---- Testo di lettura

Liturgia del disprezzo. Volodine e l’allegoria di un presunto presente

Recensione di Martino Ciano. In copertina: “Liturgia del disprezzo” di Antoine Volodine, traduzione di Anna D’Elia, 66thand2nd
“Liturgia del disprezzo” racconta di un lungo interrogatorio che il protagonista intraprende prima di tutto con sé stesso. Chiuso in uno scantinato, davanti a un temibile inquisitore che lo accusa di spionaggio, egli scende tra i suoi ricordi, tra le sue sembianze multiformi, in ciò che ha messo radici nelle profondità dell’anima.
Sospeso tra fantascienza e onirico, Antoine Volodine ci trasporta in un’epoca post-apocalittica, su un pianeta Terra abitato da creature aliene che combattono tra loro. Tra sciamanesimo, realismo magico e tecnocrazia ogni cosa si ricolloca all’interno di un nuovo ordine. Dapprima, un romanzo del genere spiazza e confonde, ma per poco. Infatti, lo scrittore francese ci metterà una bussola in mano e ci lascerà esplorare in pace i luoghi, con lo scopo di ammaliarci.
“Liturgia del disprezzo” fu pubblicato nel 1987, da poco è arrivato in Italia. Man mano che ci addentreremo in questa crudele storia, riconosceremo qualcosa del nostro mondo, una serie di riti che ci appartengono e che sono parte della nostra specie. Capiremo che qui la fantascienza serve solo per costruire una allegoria; senza saperlo ci ritroveremo a essere “post-esotici”.
Ma cos’è il post-esotismo? Non è un genere, ma qualcosa che supera ogni corrente. Volodine lo ha pensato, lo ha architettato e lo ha camuffato tra le categorie del pensiero. Lui scrive dai margini, guidato da uno spirito anarcoide. In epoca Covid-19 lessi il suo “Il post-esotismo in dieci lezioni, lezione undicesima”; fu il mio primo approccio con i suoi libri, poi, pian piano, arrivai ai romanzi, ma so che il meglio deve ancora venire.
“Liturgia del disprezzo” non rientra in questo filone, precede ma non per questo è meno interessante, visto e considerato che qui “incomincia a prendere vita il fuoco rimasto sotto le ceneri”. E allora, questi mutanti suddivisi in tribù ed etnie in perenne guerra, in continua lotta per la conquista di un pianeta allo sbando, custodi di contraddizioni, incapaci di saper riconoscere cosa sia davvero giusto da cosa sia irrevocabilmente sbagliato, somigliano a noi in tutto e per tutto.
Sono anche loro creature in cerca di redenzione, spaesate davanti a una vita colma di insensatezza. Come noi, pure loro non sanno perché esistono e si chiedono quale sia il principio e quale la fine. Non v’è né scopo né tema tra queste pagine, solo una catastrofe individuale e mondiale che sa di “eterno ritorno”.
Insomma, leggere Volodine è attraversare fisicamente e metafisicamente uno dei tanti mondi possibili. “Liturgia del disprezzo” apre per me un balletto tra le opere dello scrittore francese, spero che inciti la stessa reazione in voi.

--------
---- Contenuto del dataset

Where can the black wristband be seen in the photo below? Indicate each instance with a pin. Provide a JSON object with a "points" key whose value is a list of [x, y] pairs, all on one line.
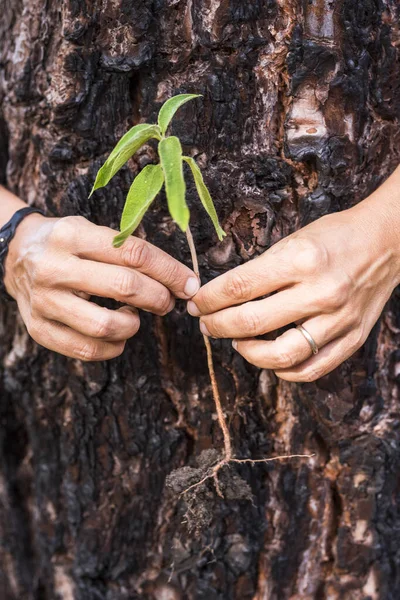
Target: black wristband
{"points": [[7, 233]]}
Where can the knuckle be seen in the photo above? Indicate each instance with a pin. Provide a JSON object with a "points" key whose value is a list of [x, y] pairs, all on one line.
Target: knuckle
{"points": [[238, 286], [88, 352], [358, 338], [311, 374], [37, 302], [309, 257], [283, 360], [164, 301], [136, 253], [335, 296], [119, 348], [34, 330], [42, 272], [249, 321], [124, 283], [65, 229], [103, 327], [173, 272]]}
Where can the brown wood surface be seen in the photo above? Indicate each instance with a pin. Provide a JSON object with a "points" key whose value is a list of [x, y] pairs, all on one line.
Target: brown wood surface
{"points": [[300, 117]]}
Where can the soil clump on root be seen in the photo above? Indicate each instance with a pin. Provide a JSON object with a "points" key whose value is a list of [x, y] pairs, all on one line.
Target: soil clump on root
{"points": [[198, 487]]}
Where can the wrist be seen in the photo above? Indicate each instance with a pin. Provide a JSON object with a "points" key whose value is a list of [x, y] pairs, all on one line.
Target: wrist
{"points": [[16, 250]]}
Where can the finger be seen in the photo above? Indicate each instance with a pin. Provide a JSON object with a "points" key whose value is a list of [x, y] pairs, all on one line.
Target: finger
{"points": [[62, 339], [259, 317], [122, 284], [259, 277], [90, 319], [329, 357], [290, 348], [95, 243]]}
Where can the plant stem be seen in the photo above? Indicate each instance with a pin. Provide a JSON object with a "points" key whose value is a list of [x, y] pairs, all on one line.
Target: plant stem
{"points": [[210, 362]]}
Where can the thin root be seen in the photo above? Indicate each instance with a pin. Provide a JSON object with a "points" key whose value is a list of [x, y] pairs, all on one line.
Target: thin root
{"points": [[225, 462]]}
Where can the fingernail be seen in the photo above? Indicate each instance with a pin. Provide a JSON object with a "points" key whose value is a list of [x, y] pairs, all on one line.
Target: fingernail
{"points": [[192, 286], [192, 309], [171, 305], [204, 330]]}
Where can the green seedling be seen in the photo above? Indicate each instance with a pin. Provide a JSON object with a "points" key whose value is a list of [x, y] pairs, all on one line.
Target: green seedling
{"points": [[151, 179], [144, 189]]}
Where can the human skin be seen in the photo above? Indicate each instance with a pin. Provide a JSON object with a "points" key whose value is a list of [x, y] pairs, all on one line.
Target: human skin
{"points": [[333, 276], [53, 267]]}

--------

** Consegna A **
Riassumi in forma più breve il paragrafo della recensione che inizia con "Sospeso tra fantascienza e onirico", mantenendone i fatti principali.
** Consegna B **
Riporta fedelmente dalla recensione il passo che va da "Sono anche loro" fino a "reazione in voi.".

** Spazio risposta A **
Tra fantascienza e onirico, il romanzo di Volodine è ambientato in un'epoca post-apocalittica, su una Terra abitata da creature aliene in guerra tra loro. Tra sciamanesimo, realismo magico e tecnocrazia, ogni cosa trova posto in un nuovo ordine. Il disorientamento iniziale dura poco: lo scrittore francese fornisce al lettore una bussola e lo lascia esplorare i luoghi per ammaliarlo.

** Spazio risposta B **
Sono anche loro creature in cerca di redenzione, spaesate davanti a una vita colma di insensatezza. Come noi, pure loro non sanno perché esistono e si chiedono quale sia il principio e quale la fine. Non v’è né scopo né tema tra queste pagine, solo una catastrofe individuale e mondiale che sa di “eterno ritorno”.
Insomma, leggere Volodine è attraversare fisicamente e metafisicamente uno dei tanti mondi possibili. “Liturgia del disprezzo” apre per me un balletto tra le opere dello scrittore francese, spero che inciti la stessa reazione in voi.